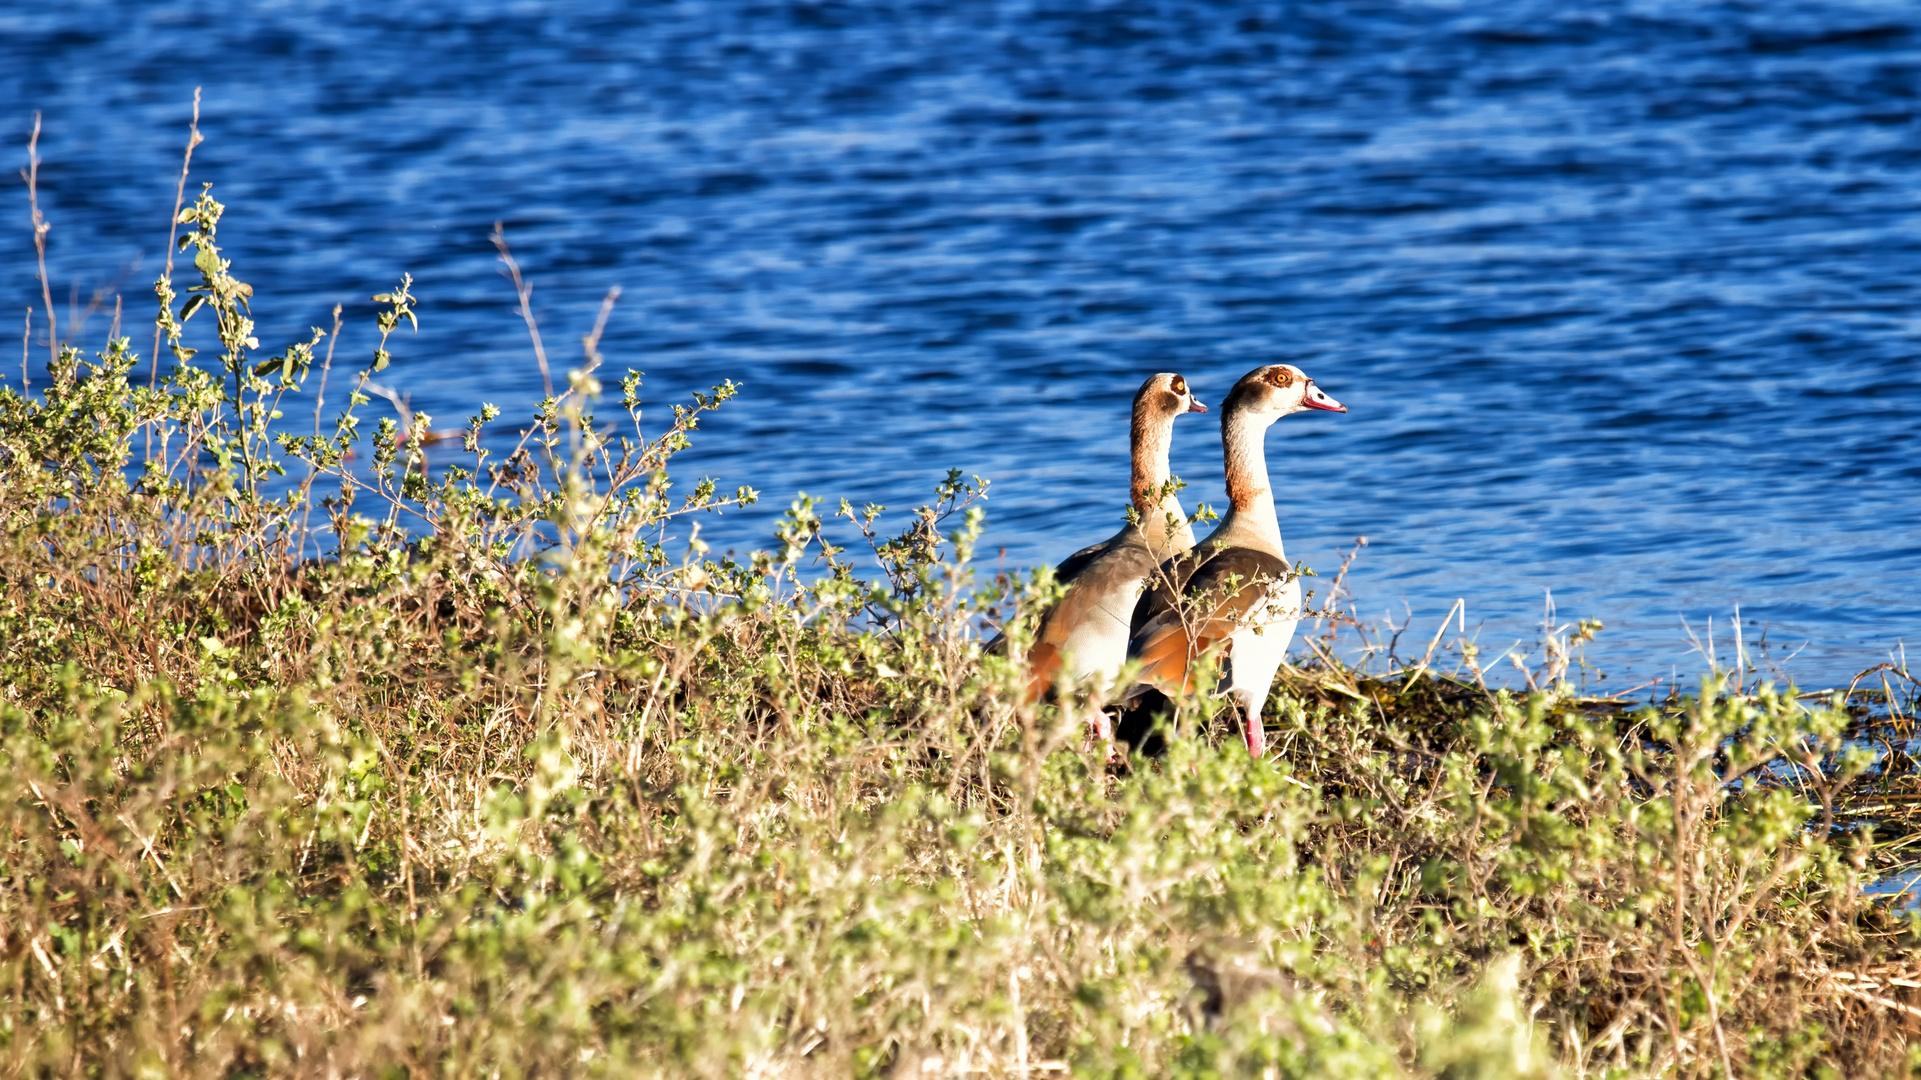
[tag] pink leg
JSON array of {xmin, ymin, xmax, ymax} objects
[
  {"xmin": 1086, "ymin": 707, "xmax": 1122, "ymax": 764},
  {"xmin": 1242, "ymin": 708, "xmax": 1265, "ymax": 757}
]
▬▬▬▬▬▬▬▬▬▬
**WORK TASK:** When you set down the records above, copy every line exactly and exclude the pictures.

**WRITTEN SOLUTION:**
[tag] pink leg
JSON array of {xmin, ymin, xmax, ymax} objects
[
  {"xmin": 1086, "ymin": 707, "xmax": 1122, "ymax": 764},
  {"xmin": 1242, "ymin": 708, "xmax": 1265, "ymax": 757}
]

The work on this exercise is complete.